◆ SUPPLIED RECORDS
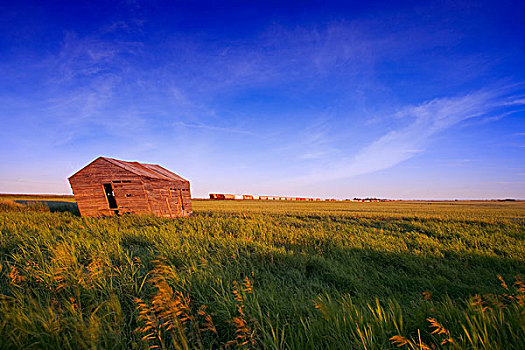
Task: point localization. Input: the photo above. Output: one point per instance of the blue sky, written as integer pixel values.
(311, 98)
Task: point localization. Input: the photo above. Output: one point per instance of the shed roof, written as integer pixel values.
(147, 170)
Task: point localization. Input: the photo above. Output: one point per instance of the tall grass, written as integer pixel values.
(265, 275)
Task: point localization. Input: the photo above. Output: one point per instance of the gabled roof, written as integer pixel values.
(153, 171)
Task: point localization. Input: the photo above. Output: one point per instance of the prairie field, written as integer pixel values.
(264, 275)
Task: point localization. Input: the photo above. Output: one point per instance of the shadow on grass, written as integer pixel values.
(53, 206)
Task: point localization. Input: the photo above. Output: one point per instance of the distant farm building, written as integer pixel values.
(107, 187)
(223, 196)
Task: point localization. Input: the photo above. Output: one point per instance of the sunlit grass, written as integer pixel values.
(266, 275)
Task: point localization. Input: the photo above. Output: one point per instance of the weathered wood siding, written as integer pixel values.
(168, 198)
(133, 193)
(88, 188)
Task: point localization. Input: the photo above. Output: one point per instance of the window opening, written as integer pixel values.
(110, 196)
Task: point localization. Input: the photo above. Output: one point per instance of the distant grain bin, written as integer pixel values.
(107, 187)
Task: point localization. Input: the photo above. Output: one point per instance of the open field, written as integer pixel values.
(248, 274)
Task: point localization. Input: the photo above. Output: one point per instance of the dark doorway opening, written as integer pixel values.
(110, 196)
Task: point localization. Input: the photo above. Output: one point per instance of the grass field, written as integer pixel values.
(277, 275)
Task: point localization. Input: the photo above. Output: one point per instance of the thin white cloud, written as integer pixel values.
(424, 121)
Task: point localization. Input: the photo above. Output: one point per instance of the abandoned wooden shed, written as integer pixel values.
(107, 187)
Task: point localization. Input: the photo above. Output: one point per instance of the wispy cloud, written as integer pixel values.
(423, 122)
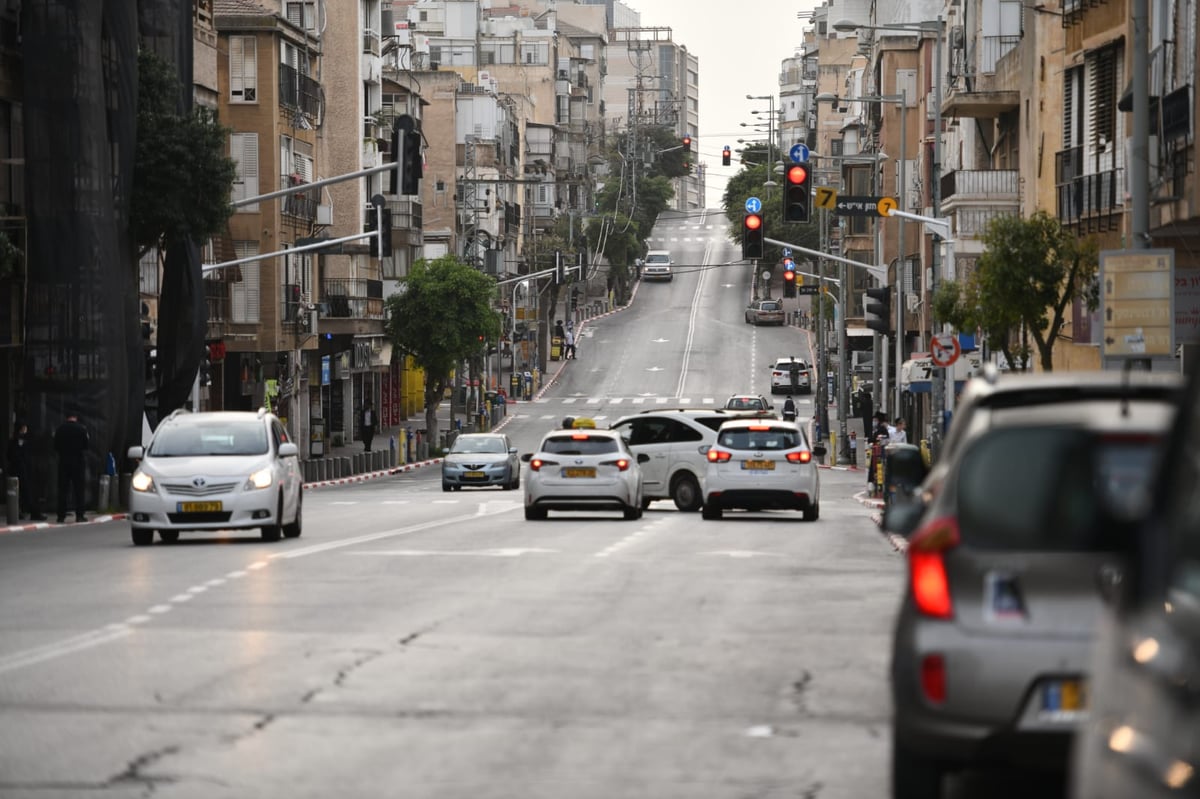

◆ REQUIRED WORK
Turn the material into a Markdown table with columns named Row and Line, starting at the line that contains "wispy cloud, written as integer pixel values." and continuing through the end of the material, both ends included. Number each row, skip blank lines, and leave the pictures out.

◆ COMPLETED TASK
| Row | Line |
|---|---|
| 1 | Task: point localization. Input: the photo above. Output: one point per instance of the wispy cloud, written as integer pixel values. |
| 2 | (423, 122) |